Extract ->
[start]
Now I have to convince the audience that, that is also a problem, right? This is also part of your job as a writer. I have to believe what the character believe. So, why is it a problem that Sadness is there? Well, she just ruined this amazing moment with the baby and made the baby cry. So, I'm already starting to be like, ‘yeah!’ But you know, she's Joy, so she doesn't say, ‘Hey, get off of there,’ or get mean. She goes, ‘oh my gosh, hi! Well, can I just? Would it be okay?’
Like, she has her own coping mechanism to the problem. So, that's how the story starts. The relationship starts. I've introduced a problem. I've introduced a, we've introduced a prize, which is this baby all, you know, your opening scenes often are the very last thing you write because it, they, usually and can contain the entire movie in them. In terms of those seeds. Not always, but they can. And in Inside Out, they do.
And so thematically, this movie is about ‘accept Sadness.’ That she can connect you. And that's what Joy has to do. So to make that happen, I have to create a story, versus just situations happening that I don't care, or know, what any relevance of those situations are.
[end]
Recorded information ->
[start]
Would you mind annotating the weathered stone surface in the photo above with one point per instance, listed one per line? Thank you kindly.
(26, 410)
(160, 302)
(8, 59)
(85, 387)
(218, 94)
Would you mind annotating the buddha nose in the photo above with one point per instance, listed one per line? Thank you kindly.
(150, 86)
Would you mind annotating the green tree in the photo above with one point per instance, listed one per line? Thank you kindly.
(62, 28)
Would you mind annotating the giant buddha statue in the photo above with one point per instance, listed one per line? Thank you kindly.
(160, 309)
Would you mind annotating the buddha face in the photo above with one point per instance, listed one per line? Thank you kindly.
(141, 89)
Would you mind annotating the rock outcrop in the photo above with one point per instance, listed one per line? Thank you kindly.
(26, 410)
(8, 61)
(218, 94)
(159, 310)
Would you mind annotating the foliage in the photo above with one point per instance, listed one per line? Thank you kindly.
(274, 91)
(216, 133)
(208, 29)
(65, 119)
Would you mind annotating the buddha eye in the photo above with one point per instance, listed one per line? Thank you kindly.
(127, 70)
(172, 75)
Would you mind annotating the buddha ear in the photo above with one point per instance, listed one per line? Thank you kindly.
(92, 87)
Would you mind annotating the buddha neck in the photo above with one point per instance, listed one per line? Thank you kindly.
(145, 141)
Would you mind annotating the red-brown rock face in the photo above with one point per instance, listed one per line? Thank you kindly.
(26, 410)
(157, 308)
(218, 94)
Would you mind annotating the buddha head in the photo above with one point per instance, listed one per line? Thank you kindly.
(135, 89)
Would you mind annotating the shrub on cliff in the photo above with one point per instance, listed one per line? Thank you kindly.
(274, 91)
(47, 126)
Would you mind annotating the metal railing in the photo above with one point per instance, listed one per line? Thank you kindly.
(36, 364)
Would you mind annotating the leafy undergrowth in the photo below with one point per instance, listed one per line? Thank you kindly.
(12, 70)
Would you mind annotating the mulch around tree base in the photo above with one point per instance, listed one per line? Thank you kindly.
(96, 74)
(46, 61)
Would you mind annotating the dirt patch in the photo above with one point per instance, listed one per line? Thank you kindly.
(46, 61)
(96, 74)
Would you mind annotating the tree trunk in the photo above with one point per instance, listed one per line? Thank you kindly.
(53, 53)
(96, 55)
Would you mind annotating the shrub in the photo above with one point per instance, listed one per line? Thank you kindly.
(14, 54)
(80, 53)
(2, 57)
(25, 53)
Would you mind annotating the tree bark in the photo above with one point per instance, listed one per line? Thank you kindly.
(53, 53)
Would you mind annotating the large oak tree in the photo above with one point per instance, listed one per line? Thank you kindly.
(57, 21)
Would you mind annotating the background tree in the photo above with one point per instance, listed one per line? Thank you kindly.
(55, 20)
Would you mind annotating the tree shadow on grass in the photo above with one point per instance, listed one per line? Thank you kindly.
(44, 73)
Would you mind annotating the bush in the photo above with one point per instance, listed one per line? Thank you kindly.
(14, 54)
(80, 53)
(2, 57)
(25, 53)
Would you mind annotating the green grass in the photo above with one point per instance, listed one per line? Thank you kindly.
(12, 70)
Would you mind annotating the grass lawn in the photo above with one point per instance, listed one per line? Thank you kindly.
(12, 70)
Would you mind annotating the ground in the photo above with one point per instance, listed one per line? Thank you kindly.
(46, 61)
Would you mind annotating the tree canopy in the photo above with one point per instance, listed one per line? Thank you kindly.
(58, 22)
[end]
Given problem 1 ->
Using the Inside Out passage, say whether each statement agrees with it. Answer yes or no for each and quote the words that decide it.
(a) Joy tells Sadness to get off of there in a mean way.
(b) Opening scenes are often the very last thing written.
(c) Thematically, the movie is about accepting Sadness.
Given problem 2 -> Copy out the Inside Out passage from "And so thematically, this" to "those situations are.".

Result 1 ->
(a) No: "she doesn't say, ‘Hey, get off of there,’ or get mean."
(b) Yes: "your opening scenes often are the very last thing you write"
(c) Yes: "thematically, this movie is about ‘accept Sadness.’"

Result 2 ->
And so thematically, this movie is about ‘accept Sadness.’ That she can connect you. And that's what Joy has to do. So to make that happen, I have to create a story, versus just situations happening that I don't care, or know, what any relevance of those situations are.